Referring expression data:

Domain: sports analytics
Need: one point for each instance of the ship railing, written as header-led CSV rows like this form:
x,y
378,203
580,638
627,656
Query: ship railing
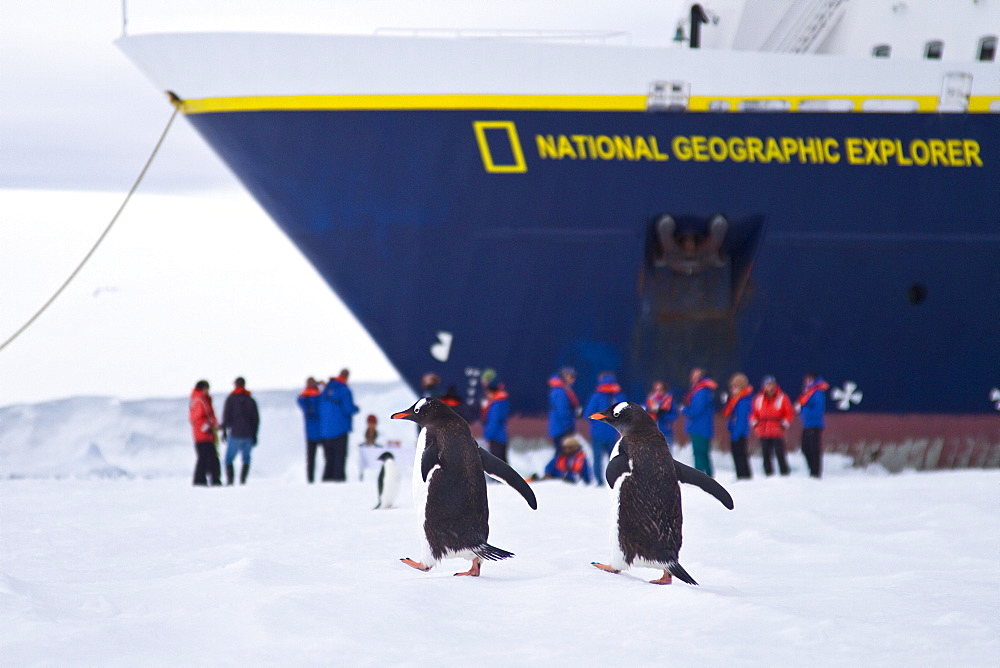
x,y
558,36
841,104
...
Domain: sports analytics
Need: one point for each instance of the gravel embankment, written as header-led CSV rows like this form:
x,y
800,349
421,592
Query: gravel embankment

DIRECTIONS: Only lines that include "each" belong in the answer; return them from the entries above.

FINISHED TASK:
Need: one point for each instance of the ship railing, written as header-led CSV rows like this form:
Need: one point for each instance of the gravel embankment, written as header-led CSV rows like this form:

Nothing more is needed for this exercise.